## KUTIPAN TERPILIH

Rumusan masalah dalam hal ini meliputi 2 (dua) hal, yaitu : Apakah sanksi pidana
dalam Putusan Nomor 4/Pid.Sus-Anak/2018/PN.Wat sudah sesuai dengan sistem
pemidanaan dalam Undang-Undang Nomor 11 Tahun 2012 tentang Sistem Peradilan
Pidana Anak ? dan Apakah pertimbangan hukum hakim dalam memberikan restitusi
kepada anak sebagai korban tindak pidana pemerkosaan dalam Putusan Nomor 4/Pid.Sus-
Anak/2018/PN.Wat sudah sesuai dengan asas kemanfaatan bagi korban ? Tujuan penelitian
dalam hal ini adalah mengetahui dan menganalisis kesesuaian sanksi pidana dalam Putusan
Nomor 4/Pid.Sus-Anak/2018/PN.Wat dengan sistem pemidanaan dalam Undang-Undang
Nomor 11 Tahun 2012 tentang Sistem Peradilan Pidana Anak serta mengetahui dan
menganalisis pertimbangan hukum hakim dalam memberikan restitusi kepada anak sebagai
korban tindak pidana pemerkosaan dalam Putusan Nomor 4/Pid.Sus-Anak/2018/PN.Wat
sudah sesuai dengan asas kemanfaatan bagi korban. Metode penelitian dalam skripsi ini
menggunakan jenis penelitian yuridis normatif dengan pendekatan perundang-undangan
(statue approach) dan pendekatan konseptual (conceptual approach). Bahan hukum yang
digunakan adalah bahan hukum primer dan bahan hukum sekunder. Teknik analisis bahan
hukum yang akan digunakan dalam penelitian ini dilakukan dengan memeriksa, meneliti
data yang telah diperoleh baik bahan hukum primer, sekunder dan non hukum untuk
menjamin apakah data dapat dipertanggungjawabkan sesuai dengan kenyataan.

## DATA MENTAH
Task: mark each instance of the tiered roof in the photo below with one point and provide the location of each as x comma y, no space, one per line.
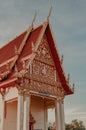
24,46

## PETUNJUK PENGERJAAN
[a] Dalam kutipan tentang Putusan Nomor 4/Pid.Sus-Anak/2018/PN.Wat, pendekatan apa saja yang dipakai oleh penelitian yuridis normatif tersebut?
[b] Teruskan kutipan tentang Putusan Nomor 4/Pid.Sus-Anak/2018/PN.Wat mulai setelah kalimat terakhirnya.

## JAWABAN LATIHAN
[a] Pendekatan perundang-undangan (statue approach) dan pendekatan konseptual (conceptual approach).

[b]
Berdasarkan hasil penelitian yang diperoleh beberapa hasil pembahasan : Pertama,
Sanksi pidana dalam Putusan Nomor 4/Pid.Sus-Anak/2018/PN.Wat sudah sesuai dengan
sistem pemidanaan dalam Undang-Undang Nomor 11 Tahun 2012 tentang Sistem
Peradilan Pidana Anak, bahwasanya Penahanan terhadap Anak hanya dapat dilakukan
dengan syarat bahwa: Anak telah berumur 14 (empat belas) tahun atau lebih; dan Diduga
melakukan tindak pidana dengan ancaman pidana penjara 7 (tujuh) tahun atau lebih.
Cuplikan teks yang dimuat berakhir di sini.